• **DATASET RECORDS**:
########################################

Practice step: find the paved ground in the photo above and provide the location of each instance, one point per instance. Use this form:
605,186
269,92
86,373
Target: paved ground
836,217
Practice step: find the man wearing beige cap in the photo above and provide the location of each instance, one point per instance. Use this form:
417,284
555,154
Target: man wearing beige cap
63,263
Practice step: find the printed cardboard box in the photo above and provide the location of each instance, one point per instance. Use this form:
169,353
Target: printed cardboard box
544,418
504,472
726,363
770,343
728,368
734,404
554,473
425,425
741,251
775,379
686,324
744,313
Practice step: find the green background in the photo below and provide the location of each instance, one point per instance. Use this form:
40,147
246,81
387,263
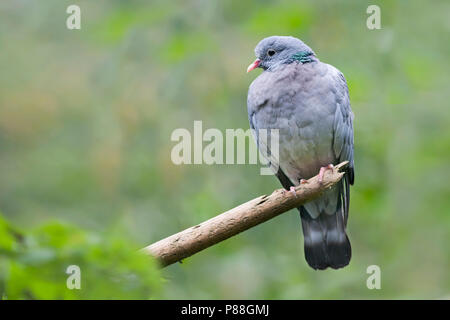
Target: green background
86,118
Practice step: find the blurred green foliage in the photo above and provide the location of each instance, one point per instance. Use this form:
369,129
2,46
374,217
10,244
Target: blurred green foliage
34,265
86,118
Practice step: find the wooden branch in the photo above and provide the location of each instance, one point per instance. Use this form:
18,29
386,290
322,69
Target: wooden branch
206,234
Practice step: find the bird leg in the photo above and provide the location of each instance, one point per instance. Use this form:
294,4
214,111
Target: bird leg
322,171
292,190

########################################

• **WORK REQUEST**:
Pictures aside, repeat every entry exactly as written.

• **EXERCISE OUTPUT**:
Practice step: find the paved ground in the photo above and provide the location of each instance, one point per instance. Use this form:
605,186
269,92
86,373
Target: paved ground
836,217
Practice step: find the man wearing beige cap in the photo above and provide the location of each instance, one point per instance. Use this form:
417,284
555,154
Target: man wearing beige cap
63,263
Practice step: find the printed cardboard box in the photo above and provide the location of each instance, one point per instance. Use this form:
169,353
Target: printed cardboard box
544,418
504,472
726,363
770,343
728,368
734,404
554,473
425,425
741,251
775,379
686,324
744,313
Practice step: find the green background in the photo below and provide the location of each instance, one point per instance. Use this form:
40,147
246,81
387,263
Target: green background
86,118
Practice step: find the blurred green foliage in the photo above and provide the location of each instance, one point per instance. Use this form:
369,129
2,46
374,217
10,244
Target: blurred green foliage
34,265
86,118
Practice step: find the wooden branch in the photo above and provide the location of each instance, one point per instance. Use this form:
18,29
386,290
322,69
Target: wooden branch
206,234
Practice step: find the bird leg in the photo above and provide the location of each instance, one point per instance. Use this form:
294,4
214,111
Target: bird leg
322,171
292,190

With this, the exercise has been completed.